[Excerpt]

★ ★ ★ ★

# EU-700 Midbass drivers



## DMD (May 23, 2002)

I was thinking of installing the EU-700 drivers from Elemental designs 
http://edesignaudio.com/product.php?cid=15&pid=32&cur=USD

I plan on installing them where my rear speakers are to add some mid-bass...I know this will take a little away from the Front stage design but do the benefits outweigh that....I havent heard anything about the EU-700's but they seem interesting and they look as though they might be drop fits in the stock location of the HK rear's....any comments? So my total audio solution would be:

NINe.4 Amp to power Diamond Audio components s600s up front
JL Audio 10W3 Sub in sealed box [downfiring] in the trunk
NINe.4 Amp powers the Elemental designs EU-700s in the rear stock location
New AMp to drive the JL Sub.

Is this overkill??

LEt me know


----------



## Sinistera (May 13, 2006)

★ ★ ★ ★

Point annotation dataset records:
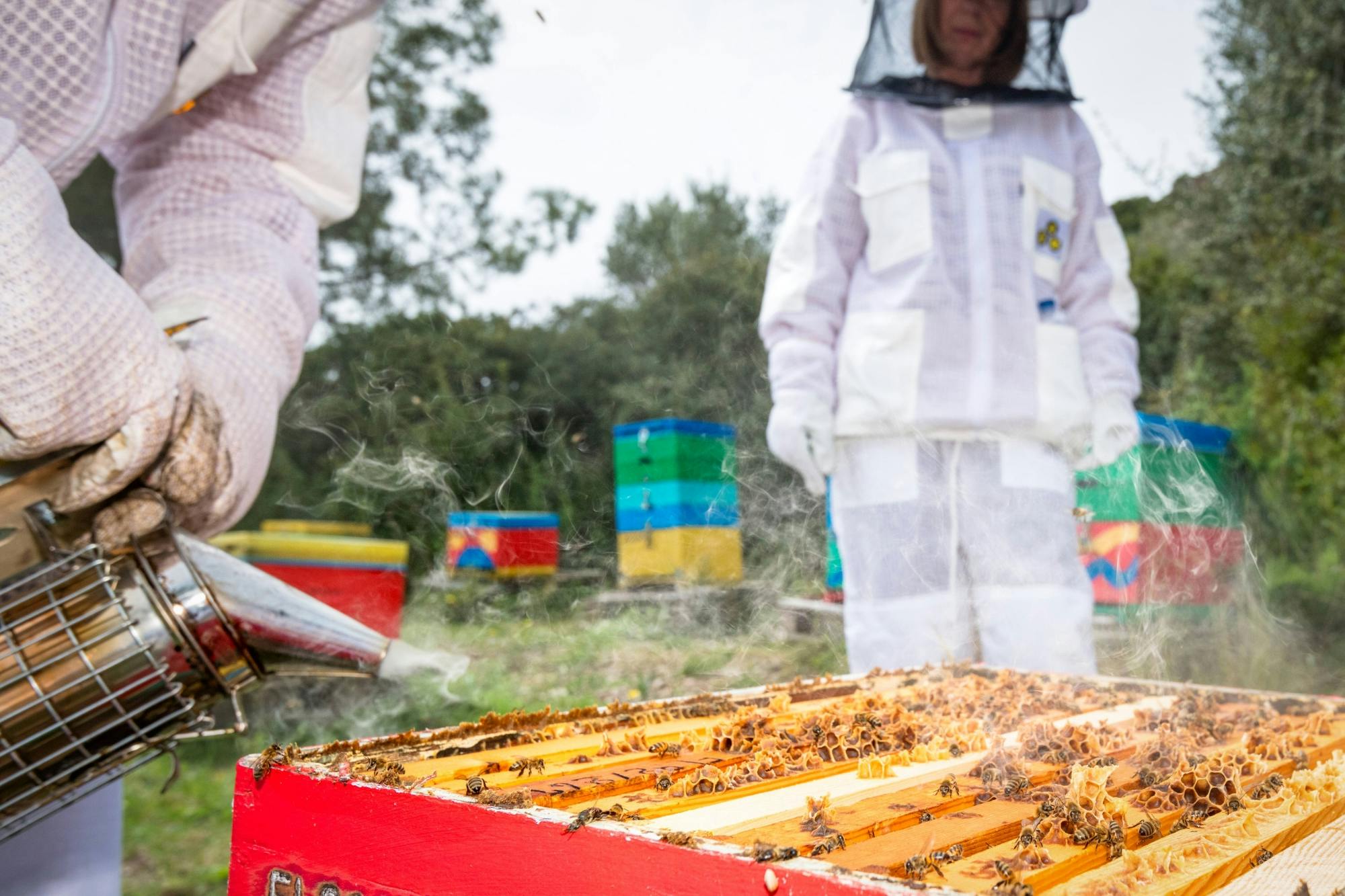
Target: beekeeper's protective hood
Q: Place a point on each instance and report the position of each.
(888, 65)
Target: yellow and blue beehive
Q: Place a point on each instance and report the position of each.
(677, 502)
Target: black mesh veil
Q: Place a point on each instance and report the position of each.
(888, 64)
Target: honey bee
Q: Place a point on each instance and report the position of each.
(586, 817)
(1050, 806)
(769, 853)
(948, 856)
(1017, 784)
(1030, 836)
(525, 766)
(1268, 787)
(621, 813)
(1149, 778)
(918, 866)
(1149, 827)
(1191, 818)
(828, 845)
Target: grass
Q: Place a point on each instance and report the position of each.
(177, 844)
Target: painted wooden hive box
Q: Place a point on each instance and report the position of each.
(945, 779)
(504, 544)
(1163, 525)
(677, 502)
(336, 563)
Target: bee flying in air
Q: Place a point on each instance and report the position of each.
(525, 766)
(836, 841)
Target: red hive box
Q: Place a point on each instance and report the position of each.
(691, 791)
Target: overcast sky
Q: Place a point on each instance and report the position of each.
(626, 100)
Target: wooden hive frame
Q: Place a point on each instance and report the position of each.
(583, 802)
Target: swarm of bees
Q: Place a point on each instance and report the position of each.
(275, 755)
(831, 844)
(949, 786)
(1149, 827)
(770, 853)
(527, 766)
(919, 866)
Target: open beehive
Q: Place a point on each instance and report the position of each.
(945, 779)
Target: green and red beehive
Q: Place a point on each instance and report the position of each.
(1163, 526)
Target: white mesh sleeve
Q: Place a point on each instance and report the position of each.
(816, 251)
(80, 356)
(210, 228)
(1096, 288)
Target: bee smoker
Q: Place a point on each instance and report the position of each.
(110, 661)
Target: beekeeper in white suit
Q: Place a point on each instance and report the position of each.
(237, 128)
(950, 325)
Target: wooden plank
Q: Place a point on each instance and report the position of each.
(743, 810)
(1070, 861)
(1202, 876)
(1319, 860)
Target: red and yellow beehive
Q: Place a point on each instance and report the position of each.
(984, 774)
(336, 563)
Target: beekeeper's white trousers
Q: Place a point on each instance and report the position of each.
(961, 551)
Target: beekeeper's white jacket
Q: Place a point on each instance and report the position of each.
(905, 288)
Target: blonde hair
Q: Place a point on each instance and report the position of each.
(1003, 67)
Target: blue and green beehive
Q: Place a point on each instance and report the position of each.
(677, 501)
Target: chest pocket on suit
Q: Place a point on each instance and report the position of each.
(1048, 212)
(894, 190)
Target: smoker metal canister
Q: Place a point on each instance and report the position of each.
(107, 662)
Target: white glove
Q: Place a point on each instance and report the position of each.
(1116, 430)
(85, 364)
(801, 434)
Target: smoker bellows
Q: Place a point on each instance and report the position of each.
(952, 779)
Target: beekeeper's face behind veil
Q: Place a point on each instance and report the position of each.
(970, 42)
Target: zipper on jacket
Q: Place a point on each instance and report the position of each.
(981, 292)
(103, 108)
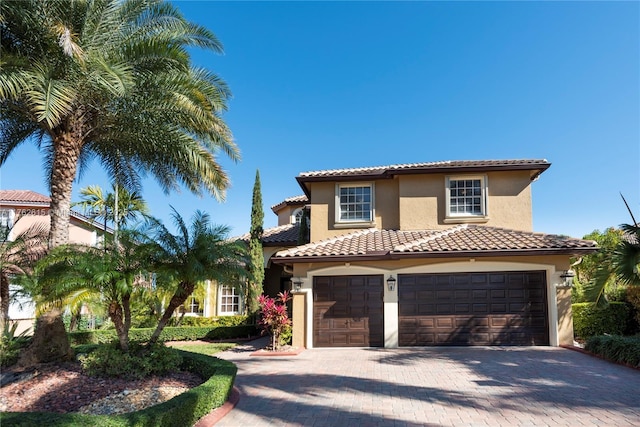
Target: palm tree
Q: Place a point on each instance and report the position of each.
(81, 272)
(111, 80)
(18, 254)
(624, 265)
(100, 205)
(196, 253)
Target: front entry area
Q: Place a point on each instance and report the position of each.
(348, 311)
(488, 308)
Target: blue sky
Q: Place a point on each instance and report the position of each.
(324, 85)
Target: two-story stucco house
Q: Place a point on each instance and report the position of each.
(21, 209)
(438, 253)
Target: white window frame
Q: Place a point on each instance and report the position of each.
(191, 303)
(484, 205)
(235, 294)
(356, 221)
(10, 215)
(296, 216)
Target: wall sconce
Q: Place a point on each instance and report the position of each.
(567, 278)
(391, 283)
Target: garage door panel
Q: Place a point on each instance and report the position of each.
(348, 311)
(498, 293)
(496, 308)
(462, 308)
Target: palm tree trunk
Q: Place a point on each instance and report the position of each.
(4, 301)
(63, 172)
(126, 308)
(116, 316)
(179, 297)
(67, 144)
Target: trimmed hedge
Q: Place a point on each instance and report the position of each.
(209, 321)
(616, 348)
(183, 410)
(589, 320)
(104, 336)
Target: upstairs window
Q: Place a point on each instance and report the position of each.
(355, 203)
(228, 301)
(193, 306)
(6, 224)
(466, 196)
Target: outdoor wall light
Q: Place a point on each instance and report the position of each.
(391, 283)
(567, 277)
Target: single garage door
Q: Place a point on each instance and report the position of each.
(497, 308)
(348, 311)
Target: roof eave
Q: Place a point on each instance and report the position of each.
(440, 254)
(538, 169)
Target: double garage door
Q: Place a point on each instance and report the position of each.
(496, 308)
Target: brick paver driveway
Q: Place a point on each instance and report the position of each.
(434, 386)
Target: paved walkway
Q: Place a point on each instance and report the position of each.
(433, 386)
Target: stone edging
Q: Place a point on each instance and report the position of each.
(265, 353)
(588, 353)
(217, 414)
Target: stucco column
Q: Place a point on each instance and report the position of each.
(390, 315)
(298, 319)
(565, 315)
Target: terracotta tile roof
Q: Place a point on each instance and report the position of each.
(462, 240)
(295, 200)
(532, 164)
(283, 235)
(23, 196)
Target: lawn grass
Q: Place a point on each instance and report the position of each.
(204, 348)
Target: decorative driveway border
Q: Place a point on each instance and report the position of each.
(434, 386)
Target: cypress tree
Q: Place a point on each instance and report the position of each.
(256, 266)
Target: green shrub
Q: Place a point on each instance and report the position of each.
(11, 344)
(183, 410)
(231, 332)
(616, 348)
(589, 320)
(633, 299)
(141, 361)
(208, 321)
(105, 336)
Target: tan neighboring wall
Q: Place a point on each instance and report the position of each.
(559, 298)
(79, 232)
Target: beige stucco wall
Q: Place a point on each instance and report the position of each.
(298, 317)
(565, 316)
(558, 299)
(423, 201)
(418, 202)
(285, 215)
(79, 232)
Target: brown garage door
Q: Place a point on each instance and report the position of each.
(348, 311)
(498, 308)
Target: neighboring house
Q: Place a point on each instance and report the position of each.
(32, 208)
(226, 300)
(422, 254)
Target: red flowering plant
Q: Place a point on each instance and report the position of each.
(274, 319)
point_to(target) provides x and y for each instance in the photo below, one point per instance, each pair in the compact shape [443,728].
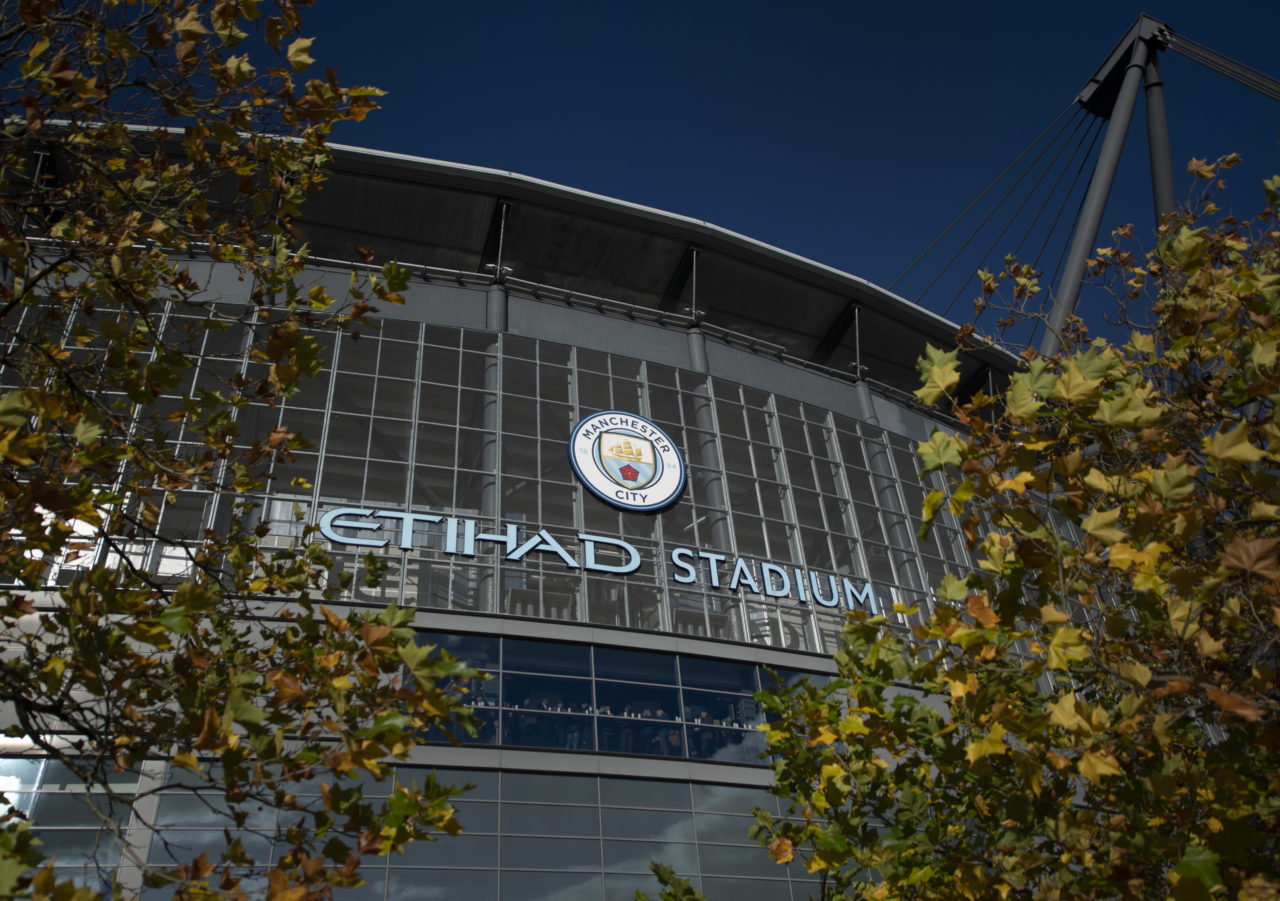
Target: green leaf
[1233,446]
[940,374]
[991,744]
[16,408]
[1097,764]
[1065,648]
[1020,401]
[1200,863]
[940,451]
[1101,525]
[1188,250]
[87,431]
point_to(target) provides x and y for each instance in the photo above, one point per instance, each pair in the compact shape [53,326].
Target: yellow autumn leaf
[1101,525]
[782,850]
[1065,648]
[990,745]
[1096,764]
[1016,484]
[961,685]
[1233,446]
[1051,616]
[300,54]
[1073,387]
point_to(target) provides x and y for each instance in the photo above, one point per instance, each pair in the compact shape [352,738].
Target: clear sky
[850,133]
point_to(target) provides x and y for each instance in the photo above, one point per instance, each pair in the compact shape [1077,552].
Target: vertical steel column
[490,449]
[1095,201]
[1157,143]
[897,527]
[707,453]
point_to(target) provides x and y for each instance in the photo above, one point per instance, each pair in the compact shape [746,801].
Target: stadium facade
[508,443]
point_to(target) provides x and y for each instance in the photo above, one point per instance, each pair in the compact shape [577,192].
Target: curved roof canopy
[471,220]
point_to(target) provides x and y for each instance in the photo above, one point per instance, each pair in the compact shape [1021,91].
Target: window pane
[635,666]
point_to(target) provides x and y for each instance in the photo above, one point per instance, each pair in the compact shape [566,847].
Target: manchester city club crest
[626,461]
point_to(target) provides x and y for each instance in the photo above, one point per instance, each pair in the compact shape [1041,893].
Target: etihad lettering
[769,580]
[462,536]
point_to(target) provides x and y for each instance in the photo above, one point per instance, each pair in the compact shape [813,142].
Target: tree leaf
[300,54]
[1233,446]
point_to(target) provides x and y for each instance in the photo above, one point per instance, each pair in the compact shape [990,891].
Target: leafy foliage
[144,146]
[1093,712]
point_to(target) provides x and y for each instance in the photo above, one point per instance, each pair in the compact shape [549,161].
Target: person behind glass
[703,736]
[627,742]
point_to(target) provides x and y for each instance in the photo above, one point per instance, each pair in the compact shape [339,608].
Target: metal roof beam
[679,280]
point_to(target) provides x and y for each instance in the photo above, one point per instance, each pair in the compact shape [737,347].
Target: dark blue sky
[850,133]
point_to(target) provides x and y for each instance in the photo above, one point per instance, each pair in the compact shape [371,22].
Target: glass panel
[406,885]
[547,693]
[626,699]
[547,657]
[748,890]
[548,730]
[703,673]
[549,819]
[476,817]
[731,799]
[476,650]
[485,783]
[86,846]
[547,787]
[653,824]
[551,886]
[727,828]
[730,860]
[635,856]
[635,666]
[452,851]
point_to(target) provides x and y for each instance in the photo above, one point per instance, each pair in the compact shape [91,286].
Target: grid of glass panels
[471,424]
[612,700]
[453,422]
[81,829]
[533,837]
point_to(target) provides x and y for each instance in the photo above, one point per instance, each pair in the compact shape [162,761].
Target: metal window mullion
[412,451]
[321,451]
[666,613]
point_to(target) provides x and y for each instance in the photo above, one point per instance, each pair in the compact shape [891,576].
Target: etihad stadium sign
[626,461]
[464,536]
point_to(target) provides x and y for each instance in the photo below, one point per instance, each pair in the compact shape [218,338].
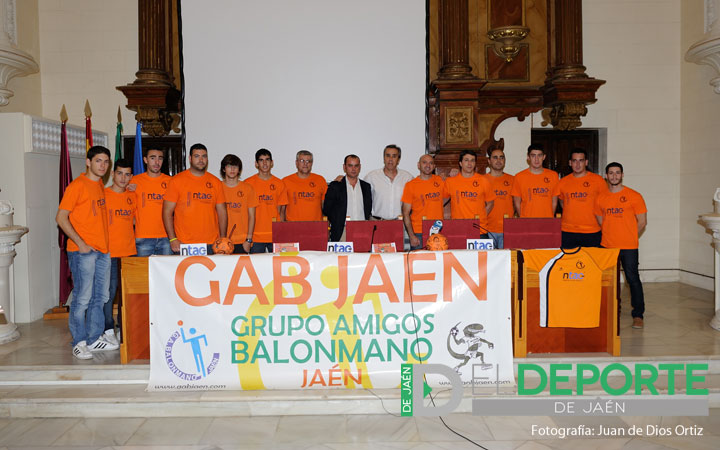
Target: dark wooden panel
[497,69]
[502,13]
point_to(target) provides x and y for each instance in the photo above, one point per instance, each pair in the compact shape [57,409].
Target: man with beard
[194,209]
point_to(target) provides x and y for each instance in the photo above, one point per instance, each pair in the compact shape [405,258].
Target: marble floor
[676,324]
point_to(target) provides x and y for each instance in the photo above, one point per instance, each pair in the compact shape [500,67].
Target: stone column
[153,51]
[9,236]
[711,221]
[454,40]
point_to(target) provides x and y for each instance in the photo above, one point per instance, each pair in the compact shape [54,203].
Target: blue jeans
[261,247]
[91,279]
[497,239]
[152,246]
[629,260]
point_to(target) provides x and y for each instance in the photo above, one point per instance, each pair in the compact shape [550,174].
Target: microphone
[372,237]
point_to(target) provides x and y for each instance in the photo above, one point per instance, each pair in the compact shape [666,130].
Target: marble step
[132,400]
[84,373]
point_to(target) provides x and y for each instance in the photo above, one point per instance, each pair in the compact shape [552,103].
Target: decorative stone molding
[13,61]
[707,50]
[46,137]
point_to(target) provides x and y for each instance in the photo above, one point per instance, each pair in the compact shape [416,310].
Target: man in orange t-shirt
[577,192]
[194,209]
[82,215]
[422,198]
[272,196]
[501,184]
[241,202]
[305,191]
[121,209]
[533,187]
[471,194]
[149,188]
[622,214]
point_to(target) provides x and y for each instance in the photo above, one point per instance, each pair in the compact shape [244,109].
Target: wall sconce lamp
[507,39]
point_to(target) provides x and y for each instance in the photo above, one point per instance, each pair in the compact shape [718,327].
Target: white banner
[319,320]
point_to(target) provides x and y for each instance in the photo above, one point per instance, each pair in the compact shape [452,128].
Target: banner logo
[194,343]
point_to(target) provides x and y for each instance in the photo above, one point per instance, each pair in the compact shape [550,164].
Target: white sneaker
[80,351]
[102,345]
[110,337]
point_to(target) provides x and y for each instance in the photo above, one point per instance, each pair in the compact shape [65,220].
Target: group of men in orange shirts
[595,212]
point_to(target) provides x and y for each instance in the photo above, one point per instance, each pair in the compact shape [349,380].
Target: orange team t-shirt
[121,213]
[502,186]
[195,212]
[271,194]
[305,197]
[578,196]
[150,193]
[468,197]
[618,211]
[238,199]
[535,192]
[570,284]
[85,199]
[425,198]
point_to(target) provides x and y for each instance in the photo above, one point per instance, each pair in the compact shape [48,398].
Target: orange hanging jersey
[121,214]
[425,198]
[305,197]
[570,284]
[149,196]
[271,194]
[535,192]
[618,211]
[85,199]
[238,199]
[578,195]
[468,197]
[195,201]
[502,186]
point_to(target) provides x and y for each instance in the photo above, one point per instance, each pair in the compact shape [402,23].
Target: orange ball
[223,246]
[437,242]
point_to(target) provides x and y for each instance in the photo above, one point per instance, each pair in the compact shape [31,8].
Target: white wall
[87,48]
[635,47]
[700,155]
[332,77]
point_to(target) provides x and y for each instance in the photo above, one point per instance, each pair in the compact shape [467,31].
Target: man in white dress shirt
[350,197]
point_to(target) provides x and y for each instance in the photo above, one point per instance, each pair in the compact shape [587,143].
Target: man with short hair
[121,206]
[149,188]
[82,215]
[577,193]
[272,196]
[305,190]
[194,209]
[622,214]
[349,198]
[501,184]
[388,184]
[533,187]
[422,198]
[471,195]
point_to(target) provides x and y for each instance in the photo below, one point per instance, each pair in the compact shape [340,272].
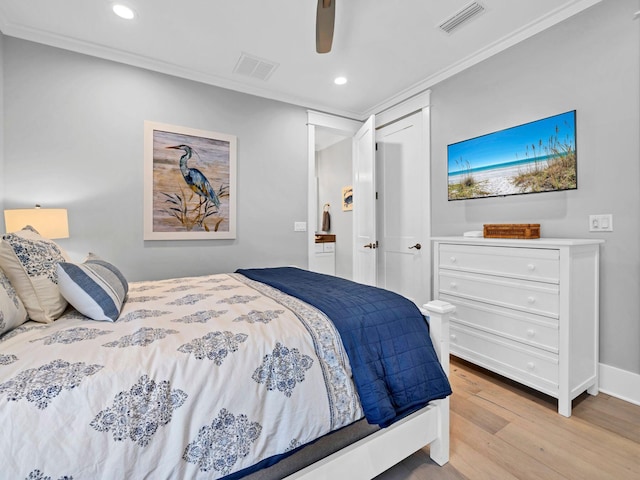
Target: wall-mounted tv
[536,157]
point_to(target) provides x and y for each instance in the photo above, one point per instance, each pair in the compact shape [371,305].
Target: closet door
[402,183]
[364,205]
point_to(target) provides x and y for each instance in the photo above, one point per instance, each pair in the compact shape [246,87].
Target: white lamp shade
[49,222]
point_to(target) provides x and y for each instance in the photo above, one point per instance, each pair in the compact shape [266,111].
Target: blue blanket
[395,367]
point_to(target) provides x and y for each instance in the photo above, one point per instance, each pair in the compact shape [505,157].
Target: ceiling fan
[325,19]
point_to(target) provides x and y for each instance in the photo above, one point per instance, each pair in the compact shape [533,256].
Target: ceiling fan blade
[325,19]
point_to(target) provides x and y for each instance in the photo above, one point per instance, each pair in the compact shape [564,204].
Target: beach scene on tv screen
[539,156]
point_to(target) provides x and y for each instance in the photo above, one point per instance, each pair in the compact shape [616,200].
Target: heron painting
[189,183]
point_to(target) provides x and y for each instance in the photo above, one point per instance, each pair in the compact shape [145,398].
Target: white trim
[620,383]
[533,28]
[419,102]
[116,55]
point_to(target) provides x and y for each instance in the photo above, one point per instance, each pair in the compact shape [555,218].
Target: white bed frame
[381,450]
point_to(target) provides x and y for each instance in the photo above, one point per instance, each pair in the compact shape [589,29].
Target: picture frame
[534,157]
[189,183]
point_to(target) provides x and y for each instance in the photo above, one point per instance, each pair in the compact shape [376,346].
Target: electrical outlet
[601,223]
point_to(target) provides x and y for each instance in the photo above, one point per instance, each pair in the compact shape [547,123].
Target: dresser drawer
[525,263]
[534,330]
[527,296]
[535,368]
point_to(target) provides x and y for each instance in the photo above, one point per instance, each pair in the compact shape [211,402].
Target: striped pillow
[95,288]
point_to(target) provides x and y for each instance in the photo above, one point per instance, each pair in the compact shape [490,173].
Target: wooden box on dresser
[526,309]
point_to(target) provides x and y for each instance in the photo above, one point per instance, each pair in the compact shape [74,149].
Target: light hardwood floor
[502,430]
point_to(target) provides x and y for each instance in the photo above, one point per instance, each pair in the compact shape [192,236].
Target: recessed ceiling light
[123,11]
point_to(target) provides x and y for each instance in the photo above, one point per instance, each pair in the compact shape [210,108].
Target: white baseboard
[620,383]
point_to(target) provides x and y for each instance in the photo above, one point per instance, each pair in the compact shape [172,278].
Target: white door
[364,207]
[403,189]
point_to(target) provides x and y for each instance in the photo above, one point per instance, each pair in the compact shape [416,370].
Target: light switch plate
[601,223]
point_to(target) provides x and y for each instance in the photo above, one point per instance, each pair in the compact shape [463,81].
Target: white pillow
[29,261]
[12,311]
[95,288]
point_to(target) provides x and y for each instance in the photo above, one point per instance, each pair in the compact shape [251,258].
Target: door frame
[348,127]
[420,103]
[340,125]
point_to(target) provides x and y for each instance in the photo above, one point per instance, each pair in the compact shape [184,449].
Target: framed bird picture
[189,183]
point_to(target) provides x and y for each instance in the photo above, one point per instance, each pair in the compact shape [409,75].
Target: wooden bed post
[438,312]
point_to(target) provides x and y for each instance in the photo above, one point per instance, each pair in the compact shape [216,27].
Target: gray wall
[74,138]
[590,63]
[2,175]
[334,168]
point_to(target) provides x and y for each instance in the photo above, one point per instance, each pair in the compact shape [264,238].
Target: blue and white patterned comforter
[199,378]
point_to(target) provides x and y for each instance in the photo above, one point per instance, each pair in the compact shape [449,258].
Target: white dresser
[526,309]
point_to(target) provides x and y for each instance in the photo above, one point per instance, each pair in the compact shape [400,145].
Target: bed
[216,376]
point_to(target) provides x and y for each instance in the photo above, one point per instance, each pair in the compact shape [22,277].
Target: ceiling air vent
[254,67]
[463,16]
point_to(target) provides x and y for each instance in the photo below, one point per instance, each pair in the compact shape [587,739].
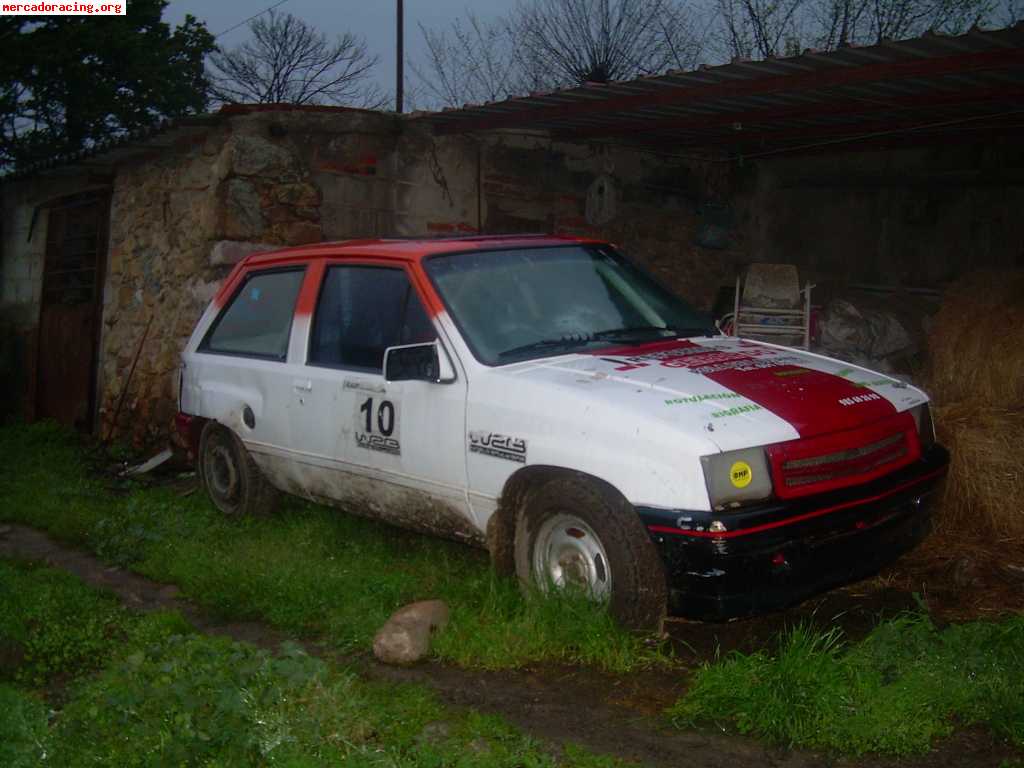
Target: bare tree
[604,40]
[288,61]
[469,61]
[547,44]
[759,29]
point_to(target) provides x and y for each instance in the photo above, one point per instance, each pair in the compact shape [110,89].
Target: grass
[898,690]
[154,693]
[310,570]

★ ★ ★ ★

[What you need to do]
• A. In the listing, change "white mesh sleeve" to "white mesh glove" across the stretch from the line containing "Target: wooden hive frame" through the line containing "(1096, 288)". Return only those lines, with everything else left as is.
• B. Take the forum thread about the EU-700 midbass drivers further, picking up right after its last line.

[Responses per task]
• A.
Target: wooden hive frame
Q: Place a point on each instance and report the position of each.
(583, 802)
Target: swarm of bees
Q: Place a point on each instance and report the position of each.
(275, 755)
(831, 844)
(949, 786)
(1149, 827)
(770, 853)
(527, 766)
(919, 866)
Target: open beehive
Q: Place a point on each instance and report the position of each.
(945, 779)
Target: green and red beehive
Q: Place a point on each instance and report the position of each.
(1163, 526)
Target: white mesh glove
Q: Place a point on each instance and report the position of each.
(816, 251)
(80, 356)
(210, 228)
(1096, 288)

• B.
i have heard some good stuff about those speakers but i have heard horror stories about ED. i would never buy or use an ED product because they have screwed a few of my friends. id look at some other company.


----------



## el_duderino (Aug 1, 2005)

They are oversized in every dimension, their travel outward is a lot so they can hit their grille easily, they need an active highpass to work as midbass. 

We used to do a lot of rear midbass as an industry in the 80's. The tonal improvement in my mind does not overcome the front-stage dilution. I would spend the money and effort on getting more from up front.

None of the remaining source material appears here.